--- WORK TASK 1 ---
According to the passage on antibody functions and Fc receptors, which FcγRIII/CD16a allotype shows higher levels of ADCC than 158F/F?
--- WORK TASK 2 ---
Continue the passage on antibody functions and Fc receptors from its final sentence.

--- SELECTED EXTRACT ---
IgA and IgM are also glycosylated, but because far more residues are involved, the deconvolution of these complex post translational modifications lags behind IgG. However, emerging data from the mouse model shows changes in IgM glycans with Mtb infection (46). With further definition, these post translational mechanisms of antibody diversification that contribute to the extent of the B cell antibody repertoire can be clarified across the clinical spectrum within and beyond the latent and active TB spectrum.
Neutralizing and Non-Neutralizing Antibody Functions
For infectious diseases, directly neutralizing and non-neutralizing antibody functions potentially impact microbial infection, replication and immune mediated pathology. Through the Fab domain, antibodies recognize and bind to microbial antigens. This could lead to direct neutralizing activity in which the organism is immediately sequestered after binding. In comparison, non-neutralizing antibody functions involve the Fc domain function to a greater extent. In conjunction with targeting an antigen via the Fab domain, the Fc domain engages complement and FcRs on immune cells that induce host responses to the microbe. Non-neutralizing antibody functions include cellular phagocytosis, cytotoxicity, activation (including NETosis and antigen presentation) and cytokine production, each of which could be protective or pathogenic based on the specific context of the microbe and host. Demonstration of consistent antibody-mediated direct neutralization of Mtb leading to prevention of infection has been elusive to date with monoclonal antibodies. While in vitro studies show different non-neutralizing cell mediated functions with polyclonal IgG isolated from individuals with latent TB, active TB (16), after antibiotic treatment (18), after BCG vaccination (32, 47, 48) and/or high exposure to Mtb (41, 49), it is less clear whether they are protective, inert or pathogenic in vivo.
Fc Receptors (FcR)
Beyond the antibody glycoprotein, FcR variations in copy number and single nucleotide polymorphisms (SNPs) generate diversity. These exist for receptors that have high (FcγRI/CD64, FcRN encoded by FCGRT, FcεRI), intermediate (polymeric immunoglobulin receptor pIGR and Fα/μ receptor) and low affinity (FcγRII/CD32, FcγRIII/CD16, FcαRI/CD89, FcεRII/CD23) for monomeric immunoglobulins (Figure 2B). High variation in copy number has been observed particularly in the FCGR loci. For FcγRII/CD32a, the polymorphism R131H (also described as 167) affects the membrane proximal Ig-like domain of the extracellular region and ablates the ability to bind and phagocytose IgG2 coated particles (50, 51). The R/R131 allotype is associated with more severe outcomes in disseminated meningococcal infection (52) and recurrent bacterial infections (53) in some human populations suggest that these FcR changes could have implications across multiple infectious diseases as well as vaccines. For FcγRIII/CD16a, valine at amino acid 158 (also described as 176) increases the affinity for IgG1 and IgG3 via interactions with the lower hinge region whereas phenylalanine in this same position enhances IgG4 binding (54, 55). The functional implications of this variation are most well-described with ADCC, where individuals with 158V/V compared to 158F/F have higher levels of this classic natural killer cell mediated function. Some human studies link these allelic variants to autoimmune diseases (56) and responses to monoclonal antibody therapies in cancer (57), though the extrapolated mechanisms and impacts may be obscured by the complexity of these conditions. For the only inhibitory FcR, a loss of function variant FcγRIIBT232 is associated with protection against severe malaria in an East African population and susceptibility to the autoimmune disease systemic lupus erythematosus in the Caucasian population (58). These functional impacts are conceptualized in the context of non-neutralizing antibody activity. However, studies in mice show that Fc-FcR binding is critical in enhancing monoclonal antibody mediated direct neutralization of pathogens including HIV (59, 60), influenza (61, 62) and SARS-CoV2 (63–66). Thus, FcR variations have the potential to influence directly neutralizing and non-neutralizing antibody functions.

--- EXCERPTED RECORDS ---
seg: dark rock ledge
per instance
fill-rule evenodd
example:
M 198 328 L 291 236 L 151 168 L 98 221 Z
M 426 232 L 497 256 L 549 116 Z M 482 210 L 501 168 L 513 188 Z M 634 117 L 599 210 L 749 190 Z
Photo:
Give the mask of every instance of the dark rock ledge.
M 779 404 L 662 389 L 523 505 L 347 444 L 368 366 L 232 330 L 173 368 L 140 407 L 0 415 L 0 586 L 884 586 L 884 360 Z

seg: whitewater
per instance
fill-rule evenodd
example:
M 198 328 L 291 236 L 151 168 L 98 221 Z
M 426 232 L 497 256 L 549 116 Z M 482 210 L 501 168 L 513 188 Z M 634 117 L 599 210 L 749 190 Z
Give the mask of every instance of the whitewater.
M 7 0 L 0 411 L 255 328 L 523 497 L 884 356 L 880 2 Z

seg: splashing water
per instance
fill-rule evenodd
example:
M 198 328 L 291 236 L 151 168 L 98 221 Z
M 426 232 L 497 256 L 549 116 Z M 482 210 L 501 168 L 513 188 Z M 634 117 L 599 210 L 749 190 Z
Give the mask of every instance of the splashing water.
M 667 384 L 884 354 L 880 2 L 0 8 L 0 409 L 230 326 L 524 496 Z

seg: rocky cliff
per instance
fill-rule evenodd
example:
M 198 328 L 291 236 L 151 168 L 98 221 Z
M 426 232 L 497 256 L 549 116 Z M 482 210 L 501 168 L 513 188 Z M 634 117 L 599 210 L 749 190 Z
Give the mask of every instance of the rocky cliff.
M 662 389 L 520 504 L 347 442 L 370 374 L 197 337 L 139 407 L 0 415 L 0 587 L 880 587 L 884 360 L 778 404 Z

--

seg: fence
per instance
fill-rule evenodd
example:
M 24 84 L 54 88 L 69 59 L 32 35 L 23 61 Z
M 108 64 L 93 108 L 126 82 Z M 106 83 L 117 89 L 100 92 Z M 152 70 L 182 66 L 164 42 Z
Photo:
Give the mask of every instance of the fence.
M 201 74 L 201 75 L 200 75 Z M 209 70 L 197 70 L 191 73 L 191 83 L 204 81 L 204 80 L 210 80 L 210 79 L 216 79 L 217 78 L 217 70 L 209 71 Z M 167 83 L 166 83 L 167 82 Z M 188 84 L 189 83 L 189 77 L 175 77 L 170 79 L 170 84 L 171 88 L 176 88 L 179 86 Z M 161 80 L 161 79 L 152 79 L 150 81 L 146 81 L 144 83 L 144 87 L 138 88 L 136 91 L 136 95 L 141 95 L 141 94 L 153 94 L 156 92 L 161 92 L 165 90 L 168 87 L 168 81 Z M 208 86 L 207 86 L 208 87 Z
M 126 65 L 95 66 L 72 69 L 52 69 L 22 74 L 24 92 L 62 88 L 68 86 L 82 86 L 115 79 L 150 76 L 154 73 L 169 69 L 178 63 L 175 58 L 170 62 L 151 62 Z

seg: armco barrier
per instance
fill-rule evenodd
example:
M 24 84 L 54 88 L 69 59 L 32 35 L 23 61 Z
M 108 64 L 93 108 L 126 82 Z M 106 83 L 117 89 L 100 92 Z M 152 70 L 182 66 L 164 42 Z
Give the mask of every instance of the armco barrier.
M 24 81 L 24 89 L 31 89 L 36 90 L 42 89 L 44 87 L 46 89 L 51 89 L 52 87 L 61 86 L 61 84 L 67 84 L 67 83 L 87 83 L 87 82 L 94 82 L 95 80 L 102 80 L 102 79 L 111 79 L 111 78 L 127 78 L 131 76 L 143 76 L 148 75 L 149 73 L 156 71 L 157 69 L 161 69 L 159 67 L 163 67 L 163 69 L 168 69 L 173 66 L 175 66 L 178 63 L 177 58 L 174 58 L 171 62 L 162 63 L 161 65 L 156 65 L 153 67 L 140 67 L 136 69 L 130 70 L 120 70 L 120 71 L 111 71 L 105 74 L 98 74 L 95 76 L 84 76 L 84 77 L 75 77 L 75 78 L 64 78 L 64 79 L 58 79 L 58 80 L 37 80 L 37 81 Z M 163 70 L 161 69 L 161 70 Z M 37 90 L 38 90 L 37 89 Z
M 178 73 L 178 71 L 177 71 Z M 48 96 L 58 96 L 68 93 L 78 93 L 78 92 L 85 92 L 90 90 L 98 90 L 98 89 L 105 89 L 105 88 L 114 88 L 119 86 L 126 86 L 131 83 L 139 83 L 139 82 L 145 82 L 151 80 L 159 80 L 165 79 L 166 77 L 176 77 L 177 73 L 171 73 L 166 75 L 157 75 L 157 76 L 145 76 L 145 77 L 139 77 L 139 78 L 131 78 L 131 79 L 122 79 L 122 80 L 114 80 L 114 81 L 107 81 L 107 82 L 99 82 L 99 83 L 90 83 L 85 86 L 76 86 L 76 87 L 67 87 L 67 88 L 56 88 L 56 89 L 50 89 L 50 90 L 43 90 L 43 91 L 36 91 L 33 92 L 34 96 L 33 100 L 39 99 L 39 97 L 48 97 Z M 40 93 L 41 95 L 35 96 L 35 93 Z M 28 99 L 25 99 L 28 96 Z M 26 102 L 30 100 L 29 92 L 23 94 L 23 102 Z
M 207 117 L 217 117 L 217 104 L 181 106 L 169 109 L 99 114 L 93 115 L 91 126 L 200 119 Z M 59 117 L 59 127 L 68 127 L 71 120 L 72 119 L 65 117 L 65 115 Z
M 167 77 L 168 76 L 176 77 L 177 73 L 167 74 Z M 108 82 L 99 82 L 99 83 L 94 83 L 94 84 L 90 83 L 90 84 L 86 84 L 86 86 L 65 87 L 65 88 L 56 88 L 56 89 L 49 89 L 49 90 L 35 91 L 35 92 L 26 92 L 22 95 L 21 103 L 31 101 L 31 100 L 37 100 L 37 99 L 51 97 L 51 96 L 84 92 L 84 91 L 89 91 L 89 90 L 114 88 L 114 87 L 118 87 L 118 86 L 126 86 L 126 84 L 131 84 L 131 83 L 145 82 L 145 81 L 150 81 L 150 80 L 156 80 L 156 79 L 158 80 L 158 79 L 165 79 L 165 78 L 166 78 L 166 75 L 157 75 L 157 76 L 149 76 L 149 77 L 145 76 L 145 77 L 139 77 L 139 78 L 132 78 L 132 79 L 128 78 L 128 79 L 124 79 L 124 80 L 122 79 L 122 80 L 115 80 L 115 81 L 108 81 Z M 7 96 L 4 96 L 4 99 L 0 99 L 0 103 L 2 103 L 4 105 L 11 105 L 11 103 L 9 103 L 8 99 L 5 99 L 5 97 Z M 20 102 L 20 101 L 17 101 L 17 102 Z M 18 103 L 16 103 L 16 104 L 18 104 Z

* * *

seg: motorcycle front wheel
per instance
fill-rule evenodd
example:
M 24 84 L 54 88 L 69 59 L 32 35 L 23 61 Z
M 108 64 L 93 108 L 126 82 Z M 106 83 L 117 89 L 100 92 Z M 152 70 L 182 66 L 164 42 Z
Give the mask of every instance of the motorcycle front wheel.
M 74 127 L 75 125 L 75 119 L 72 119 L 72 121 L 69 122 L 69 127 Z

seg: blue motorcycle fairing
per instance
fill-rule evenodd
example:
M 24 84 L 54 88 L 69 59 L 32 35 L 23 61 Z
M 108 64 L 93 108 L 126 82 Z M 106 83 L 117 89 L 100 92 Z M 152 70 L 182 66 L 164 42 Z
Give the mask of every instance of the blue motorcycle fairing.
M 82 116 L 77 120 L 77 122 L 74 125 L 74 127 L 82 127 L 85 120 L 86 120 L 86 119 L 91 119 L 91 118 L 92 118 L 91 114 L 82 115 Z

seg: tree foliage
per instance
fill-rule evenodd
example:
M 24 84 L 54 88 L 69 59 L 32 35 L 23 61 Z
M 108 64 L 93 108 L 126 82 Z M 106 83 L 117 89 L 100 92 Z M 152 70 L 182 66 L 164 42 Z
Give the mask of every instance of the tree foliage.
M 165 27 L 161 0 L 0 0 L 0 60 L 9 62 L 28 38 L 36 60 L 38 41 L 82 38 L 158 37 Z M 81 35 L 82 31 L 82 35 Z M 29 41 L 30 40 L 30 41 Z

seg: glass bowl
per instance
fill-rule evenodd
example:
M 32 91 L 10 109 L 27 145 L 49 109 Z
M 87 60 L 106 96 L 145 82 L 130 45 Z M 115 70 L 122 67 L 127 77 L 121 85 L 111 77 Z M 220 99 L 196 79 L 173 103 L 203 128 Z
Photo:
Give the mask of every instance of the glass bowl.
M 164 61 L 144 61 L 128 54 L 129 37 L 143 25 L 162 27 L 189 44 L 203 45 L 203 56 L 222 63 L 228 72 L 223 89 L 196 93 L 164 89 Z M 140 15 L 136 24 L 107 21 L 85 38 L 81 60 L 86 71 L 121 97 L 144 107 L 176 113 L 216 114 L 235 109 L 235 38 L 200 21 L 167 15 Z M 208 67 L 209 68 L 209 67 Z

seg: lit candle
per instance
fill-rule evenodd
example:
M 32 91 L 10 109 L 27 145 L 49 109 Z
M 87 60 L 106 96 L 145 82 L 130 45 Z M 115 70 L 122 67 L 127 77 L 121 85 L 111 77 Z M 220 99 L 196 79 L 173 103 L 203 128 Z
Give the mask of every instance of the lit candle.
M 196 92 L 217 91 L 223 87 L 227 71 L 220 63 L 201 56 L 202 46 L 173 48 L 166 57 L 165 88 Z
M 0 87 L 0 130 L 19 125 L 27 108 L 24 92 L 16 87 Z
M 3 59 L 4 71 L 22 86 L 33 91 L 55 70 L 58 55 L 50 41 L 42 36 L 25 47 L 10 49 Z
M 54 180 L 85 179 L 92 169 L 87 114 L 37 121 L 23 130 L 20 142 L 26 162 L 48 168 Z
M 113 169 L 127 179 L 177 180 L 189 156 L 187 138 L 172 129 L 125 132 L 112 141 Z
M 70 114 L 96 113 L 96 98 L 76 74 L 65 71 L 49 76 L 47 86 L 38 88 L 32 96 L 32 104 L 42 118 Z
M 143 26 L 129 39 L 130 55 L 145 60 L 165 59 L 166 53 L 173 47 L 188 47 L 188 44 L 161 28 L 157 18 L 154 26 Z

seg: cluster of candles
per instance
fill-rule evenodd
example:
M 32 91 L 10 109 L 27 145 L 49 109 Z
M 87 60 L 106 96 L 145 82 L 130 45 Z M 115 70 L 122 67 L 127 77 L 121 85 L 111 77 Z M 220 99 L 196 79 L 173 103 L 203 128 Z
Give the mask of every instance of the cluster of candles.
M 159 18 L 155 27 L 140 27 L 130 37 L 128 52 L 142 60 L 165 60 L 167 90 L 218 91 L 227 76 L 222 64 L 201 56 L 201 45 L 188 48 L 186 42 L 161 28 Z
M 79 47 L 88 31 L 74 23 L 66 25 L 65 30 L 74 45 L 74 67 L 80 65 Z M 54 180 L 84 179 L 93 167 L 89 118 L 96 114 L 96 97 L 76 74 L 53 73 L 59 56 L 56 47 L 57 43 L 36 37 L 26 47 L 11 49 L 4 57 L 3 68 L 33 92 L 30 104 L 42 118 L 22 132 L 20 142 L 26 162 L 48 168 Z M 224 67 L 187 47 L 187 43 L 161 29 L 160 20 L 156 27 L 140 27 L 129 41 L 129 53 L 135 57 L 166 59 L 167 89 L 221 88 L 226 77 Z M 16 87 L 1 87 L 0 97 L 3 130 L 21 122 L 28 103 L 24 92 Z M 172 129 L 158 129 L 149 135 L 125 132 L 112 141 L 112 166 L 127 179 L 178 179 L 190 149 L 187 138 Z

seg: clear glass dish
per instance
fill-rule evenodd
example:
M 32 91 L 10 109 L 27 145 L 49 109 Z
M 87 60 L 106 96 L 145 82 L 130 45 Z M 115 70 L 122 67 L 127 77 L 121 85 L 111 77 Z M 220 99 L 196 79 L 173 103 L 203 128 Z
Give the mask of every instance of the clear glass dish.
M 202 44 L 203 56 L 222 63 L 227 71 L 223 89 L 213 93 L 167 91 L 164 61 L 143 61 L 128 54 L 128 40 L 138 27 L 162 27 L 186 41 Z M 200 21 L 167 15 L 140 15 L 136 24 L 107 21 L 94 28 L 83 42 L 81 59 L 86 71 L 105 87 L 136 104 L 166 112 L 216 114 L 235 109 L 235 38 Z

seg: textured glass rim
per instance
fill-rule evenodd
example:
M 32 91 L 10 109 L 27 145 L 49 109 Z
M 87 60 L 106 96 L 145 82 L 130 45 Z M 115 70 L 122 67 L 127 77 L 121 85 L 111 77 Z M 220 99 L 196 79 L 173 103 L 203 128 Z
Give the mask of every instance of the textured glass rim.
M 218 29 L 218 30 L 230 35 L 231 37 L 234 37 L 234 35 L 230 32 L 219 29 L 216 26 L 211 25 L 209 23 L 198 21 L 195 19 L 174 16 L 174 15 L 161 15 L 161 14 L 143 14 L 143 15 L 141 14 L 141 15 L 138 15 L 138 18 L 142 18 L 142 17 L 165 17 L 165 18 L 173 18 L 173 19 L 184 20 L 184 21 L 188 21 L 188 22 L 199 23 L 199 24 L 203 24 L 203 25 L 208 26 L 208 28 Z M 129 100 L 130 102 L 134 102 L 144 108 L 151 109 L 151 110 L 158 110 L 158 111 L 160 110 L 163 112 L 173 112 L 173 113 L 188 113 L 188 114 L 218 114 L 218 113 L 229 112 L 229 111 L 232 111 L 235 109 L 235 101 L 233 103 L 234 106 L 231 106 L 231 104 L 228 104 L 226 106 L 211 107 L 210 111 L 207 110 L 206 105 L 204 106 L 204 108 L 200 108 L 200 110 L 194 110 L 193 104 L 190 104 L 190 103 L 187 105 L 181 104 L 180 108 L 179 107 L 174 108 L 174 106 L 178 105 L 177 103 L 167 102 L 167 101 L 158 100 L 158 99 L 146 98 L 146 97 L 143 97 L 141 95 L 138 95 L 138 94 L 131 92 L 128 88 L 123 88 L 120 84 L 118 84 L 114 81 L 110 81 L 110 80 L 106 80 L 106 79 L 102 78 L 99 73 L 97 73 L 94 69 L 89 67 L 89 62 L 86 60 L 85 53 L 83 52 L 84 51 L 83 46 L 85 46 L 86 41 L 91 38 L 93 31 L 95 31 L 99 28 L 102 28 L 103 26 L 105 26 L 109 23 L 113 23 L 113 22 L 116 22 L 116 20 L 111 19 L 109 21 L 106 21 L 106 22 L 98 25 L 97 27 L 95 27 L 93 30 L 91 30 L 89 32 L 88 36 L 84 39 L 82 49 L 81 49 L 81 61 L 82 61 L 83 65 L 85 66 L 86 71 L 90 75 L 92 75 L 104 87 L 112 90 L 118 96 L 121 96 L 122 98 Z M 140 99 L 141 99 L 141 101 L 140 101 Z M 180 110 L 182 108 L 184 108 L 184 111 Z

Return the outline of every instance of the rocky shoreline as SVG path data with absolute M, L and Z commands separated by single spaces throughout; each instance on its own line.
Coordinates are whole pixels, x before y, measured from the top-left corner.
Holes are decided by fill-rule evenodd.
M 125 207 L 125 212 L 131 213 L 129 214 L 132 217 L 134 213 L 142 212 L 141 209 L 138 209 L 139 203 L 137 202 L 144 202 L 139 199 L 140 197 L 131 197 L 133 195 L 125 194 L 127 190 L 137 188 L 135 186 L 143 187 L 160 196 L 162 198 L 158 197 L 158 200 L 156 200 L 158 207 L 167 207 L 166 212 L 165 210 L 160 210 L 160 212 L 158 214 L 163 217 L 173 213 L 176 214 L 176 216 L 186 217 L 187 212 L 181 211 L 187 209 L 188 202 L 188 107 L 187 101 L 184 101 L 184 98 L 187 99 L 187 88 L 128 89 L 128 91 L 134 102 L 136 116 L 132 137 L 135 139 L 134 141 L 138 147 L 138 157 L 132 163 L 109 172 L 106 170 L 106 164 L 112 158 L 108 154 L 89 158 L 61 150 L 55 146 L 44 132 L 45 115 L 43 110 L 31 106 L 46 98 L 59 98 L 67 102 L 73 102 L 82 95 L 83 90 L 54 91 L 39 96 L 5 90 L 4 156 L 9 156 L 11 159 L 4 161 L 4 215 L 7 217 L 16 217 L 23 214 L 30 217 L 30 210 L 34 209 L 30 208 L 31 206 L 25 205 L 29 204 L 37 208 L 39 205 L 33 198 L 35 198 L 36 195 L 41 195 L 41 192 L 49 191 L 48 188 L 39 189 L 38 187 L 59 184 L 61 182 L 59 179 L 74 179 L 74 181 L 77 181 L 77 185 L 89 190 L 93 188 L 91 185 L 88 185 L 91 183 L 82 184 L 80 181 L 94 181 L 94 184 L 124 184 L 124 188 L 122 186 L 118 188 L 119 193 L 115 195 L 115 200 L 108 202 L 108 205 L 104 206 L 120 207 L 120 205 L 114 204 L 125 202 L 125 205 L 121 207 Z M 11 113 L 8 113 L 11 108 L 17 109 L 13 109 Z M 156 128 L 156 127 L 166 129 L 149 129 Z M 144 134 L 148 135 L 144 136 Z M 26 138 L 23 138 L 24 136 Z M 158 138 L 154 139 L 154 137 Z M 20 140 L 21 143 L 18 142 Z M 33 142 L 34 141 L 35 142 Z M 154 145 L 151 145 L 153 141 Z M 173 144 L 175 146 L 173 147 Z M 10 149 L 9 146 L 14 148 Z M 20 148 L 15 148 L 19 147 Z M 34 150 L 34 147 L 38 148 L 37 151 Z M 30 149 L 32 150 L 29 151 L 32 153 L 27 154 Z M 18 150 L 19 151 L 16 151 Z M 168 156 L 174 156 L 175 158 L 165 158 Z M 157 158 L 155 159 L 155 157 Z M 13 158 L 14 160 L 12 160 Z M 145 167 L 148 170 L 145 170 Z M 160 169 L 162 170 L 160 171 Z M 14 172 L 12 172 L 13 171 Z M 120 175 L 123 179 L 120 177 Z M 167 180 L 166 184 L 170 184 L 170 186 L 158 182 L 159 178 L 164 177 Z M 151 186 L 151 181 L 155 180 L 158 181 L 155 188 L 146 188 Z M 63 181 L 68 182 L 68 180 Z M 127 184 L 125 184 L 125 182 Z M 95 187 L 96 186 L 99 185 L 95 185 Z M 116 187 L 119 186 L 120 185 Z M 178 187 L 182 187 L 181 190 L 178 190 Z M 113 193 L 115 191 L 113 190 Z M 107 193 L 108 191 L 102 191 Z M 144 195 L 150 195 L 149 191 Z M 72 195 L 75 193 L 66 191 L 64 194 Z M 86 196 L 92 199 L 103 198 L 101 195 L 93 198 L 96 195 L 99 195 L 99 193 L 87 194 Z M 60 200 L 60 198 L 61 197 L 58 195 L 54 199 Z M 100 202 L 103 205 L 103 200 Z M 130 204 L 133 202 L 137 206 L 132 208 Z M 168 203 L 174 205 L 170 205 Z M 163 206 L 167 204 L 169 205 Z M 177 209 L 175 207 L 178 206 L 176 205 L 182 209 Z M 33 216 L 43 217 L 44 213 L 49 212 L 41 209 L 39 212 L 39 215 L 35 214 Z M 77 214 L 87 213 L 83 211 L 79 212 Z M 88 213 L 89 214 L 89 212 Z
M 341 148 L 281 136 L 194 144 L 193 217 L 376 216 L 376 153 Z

--- ANSWER BOX 1 ---
158V/V

--- ANSWER BOX 2 ---
For TB, studies focused on FCGR genetic variations show a mixed association with outcomes. Increased FCGR1A/CD64 copy number in individuals with active disease indicates an association with poorer outcomes (67). Because the high affinity FcγRI/CD64 is also identified in the non-human primate model as a correlate of disease it could be simply a marker of general inflammation, or induce pathology (68). Beyond FcγRI/CD64, higher FCGR3B copy number in a subpopulation of Ethiopians is associated with the development of TB in people living with HIV, compared to those with HIV alone (69). The data from these two studies suggest that FCGR sequence heterogeneity is involved with inflammation in TB. Studies incorporating a larger clinical spectrum from high Mtb exposure to outcomes of antimicrobial treatment and recurrence could further clarify how FCR genetic variability impacts Mtb infection and disease.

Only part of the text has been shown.